- **Records shown**

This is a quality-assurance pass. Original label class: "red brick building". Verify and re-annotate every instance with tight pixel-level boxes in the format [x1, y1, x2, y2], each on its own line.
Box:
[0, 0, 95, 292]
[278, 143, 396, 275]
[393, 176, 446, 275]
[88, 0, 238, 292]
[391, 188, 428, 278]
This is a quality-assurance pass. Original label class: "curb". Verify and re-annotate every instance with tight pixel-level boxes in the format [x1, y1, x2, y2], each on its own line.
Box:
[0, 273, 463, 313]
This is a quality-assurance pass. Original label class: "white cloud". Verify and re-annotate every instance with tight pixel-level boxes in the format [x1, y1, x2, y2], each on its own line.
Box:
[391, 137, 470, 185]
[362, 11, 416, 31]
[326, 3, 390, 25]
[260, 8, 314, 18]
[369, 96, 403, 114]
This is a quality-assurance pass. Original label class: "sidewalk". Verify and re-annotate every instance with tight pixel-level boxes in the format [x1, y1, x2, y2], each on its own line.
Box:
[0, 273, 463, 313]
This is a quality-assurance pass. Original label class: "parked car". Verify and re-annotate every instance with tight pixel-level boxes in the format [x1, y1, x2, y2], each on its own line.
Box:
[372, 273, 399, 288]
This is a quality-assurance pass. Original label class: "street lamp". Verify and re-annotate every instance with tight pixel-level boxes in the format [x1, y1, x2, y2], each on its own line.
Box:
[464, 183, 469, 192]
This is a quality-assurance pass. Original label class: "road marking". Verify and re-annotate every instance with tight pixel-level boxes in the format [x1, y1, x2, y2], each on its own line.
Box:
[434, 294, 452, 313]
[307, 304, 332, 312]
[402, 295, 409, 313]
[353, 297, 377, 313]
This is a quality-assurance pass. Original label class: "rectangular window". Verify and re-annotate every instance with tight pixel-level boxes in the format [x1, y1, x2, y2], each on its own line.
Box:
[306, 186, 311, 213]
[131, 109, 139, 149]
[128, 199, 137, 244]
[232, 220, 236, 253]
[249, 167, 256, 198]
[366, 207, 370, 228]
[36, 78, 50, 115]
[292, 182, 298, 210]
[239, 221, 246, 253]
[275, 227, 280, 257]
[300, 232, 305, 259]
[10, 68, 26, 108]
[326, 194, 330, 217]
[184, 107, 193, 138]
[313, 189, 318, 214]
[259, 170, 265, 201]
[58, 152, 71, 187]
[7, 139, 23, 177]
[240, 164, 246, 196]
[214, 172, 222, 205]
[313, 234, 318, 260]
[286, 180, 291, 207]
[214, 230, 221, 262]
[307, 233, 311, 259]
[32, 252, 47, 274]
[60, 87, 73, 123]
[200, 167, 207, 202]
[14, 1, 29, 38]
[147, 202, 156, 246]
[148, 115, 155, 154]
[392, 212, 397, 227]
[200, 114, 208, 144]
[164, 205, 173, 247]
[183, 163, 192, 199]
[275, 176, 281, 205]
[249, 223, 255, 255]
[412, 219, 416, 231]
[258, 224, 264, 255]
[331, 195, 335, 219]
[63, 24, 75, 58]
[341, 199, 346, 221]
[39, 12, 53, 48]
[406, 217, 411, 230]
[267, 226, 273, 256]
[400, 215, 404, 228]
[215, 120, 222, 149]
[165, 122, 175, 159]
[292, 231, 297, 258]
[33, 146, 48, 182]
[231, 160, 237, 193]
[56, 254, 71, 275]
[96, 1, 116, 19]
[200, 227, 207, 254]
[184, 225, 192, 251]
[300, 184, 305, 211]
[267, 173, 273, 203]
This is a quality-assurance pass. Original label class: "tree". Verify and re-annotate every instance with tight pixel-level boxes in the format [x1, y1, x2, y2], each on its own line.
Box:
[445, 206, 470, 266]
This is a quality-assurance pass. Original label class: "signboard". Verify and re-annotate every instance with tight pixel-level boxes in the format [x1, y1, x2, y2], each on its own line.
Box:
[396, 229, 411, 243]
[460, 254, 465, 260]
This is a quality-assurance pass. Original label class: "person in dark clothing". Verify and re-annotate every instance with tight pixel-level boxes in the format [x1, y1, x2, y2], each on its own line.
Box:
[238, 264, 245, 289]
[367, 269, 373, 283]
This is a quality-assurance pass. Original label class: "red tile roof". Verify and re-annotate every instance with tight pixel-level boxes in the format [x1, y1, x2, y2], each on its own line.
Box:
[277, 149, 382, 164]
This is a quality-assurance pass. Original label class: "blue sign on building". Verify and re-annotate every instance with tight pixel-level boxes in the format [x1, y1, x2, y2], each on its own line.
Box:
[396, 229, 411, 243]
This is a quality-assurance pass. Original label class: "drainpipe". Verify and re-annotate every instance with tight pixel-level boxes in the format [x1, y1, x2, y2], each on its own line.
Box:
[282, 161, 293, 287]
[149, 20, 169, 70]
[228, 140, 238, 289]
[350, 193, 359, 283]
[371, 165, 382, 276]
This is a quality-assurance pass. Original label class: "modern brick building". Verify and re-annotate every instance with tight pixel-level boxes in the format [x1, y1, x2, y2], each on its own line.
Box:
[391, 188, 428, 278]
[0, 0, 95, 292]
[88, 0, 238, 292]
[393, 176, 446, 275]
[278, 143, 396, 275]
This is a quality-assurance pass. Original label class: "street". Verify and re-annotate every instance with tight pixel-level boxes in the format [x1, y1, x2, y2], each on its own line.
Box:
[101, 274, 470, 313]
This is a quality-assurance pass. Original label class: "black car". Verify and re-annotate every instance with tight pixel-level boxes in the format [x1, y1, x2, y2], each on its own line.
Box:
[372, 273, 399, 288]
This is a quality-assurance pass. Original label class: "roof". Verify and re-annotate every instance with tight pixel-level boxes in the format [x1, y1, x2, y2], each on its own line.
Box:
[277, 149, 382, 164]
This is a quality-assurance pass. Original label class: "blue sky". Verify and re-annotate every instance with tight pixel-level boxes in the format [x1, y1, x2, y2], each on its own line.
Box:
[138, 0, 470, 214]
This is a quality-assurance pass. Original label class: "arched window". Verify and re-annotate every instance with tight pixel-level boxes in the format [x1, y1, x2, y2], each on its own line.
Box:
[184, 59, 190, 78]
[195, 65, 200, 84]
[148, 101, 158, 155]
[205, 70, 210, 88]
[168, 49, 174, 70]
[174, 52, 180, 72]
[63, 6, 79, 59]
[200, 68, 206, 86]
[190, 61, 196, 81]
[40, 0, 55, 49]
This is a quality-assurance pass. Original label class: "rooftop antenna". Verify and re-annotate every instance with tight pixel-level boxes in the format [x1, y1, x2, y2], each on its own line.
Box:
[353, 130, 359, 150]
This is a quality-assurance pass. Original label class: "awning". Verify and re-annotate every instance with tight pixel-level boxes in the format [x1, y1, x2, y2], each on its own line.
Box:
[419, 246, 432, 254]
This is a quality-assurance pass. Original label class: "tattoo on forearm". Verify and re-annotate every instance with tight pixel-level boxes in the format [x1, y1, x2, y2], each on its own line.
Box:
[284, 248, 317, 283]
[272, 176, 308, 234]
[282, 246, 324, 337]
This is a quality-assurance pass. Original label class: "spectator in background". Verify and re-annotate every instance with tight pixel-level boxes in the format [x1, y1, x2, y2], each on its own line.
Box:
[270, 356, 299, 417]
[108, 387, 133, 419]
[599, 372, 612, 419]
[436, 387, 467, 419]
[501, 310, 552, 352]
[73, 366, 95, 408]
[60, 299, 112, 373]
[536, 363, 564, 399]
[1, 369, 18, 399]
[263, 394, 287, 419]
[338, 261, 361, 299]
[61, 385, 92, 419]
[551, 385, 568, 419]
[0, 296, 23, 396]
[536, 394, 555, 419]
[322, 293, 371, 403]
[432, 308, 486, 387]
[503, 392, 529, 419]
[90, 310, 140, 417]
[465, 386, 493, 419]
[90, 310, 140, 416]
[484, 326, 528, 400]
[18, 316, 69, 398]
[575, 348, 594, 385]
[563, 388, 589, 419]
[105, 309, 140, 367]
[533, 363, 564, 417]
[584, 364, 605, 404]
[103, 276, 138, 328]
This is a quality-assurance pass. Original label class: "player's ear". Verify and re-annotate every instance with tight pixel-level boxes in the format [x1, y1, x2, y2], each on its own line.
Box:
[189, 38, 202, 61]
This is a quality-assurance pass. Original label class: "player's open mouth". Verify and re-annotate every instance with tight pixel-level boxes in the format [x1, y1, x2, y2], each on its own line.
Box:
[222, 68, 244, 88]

---

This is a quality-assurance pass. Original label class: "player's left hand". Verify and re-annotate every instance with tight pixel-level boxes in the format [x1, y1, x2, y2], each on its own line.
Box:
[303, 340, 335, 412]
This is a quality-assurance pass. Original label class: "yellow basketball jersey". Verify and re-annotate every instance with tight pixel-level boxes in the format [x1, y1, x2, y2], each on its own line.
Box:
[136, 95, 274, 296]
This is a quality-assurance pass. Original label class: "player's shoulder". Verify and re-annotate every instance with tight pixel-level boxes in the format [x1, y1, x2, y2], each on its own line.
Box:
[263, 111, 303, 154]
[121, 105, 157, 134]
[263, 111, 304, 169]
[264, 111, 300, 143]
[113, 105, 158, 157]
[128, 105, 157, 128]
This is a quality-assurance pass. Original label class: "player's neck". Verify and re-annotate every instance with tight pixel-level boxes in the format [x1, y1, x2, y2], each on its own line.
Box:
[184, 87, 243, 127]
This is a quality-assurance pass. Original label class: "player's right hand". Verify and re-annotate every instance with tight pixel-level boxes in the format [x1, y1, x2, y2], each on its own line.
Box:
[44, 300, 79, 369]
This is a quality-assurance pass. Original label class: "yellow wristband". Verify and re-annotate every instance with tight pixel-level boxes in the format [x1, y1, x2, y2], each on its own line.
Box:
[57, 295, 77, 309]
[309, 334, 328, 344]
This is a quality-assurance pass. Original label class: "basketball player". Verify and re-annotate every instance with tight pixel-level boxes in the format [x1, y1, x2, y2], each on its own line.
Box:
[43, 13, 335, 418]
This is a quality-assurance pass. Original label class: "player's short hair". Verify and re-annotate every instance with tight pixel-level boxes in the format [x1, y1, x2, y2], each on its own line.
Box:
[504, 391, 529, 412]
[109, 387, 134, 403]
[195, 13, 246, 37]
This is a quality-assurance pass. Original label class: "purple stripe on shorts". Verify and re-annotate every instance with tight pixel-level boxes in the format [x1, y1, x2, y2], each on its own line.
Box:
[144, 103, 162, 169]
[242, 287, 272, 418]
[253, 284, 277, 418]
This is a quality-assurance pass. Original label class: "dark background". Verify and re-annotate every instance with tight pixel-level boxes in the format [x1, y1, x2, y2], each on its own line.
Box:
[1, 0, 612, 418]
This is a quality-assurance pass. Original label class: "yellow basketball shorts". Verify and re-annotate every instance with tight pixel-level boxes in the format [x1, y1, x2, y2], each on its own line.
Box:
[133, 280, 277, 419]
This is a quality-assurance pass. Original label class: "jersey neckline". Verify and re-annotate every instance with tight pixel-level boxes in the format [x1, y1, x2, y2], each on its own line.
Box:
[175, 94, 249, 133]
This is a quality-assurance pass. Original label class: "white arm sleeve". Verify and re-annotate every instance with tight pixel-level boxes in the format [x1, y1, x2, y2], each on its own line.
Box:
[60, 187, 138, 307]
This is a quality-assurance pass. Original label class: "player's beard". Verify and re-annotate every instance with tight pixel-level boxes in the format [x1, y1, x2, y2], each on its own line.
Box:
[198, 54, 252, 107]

- **Problem description**
In the listing, find all lines with the string "window" and copy them.

- **Solution for this exercise**
This is a quality-assurance pass. Original label class: "rectangular window". Verify and re-annotate every instance with tight pixel-level boxes in the format [x1, y1, x2, y2], each on its own line.
This is a quality-assurance pass. Original label class: "arched window". Verify and re-annotate every instance with tight pixel-level boxes in the format [x1, y1, x2, y2], each on its own line.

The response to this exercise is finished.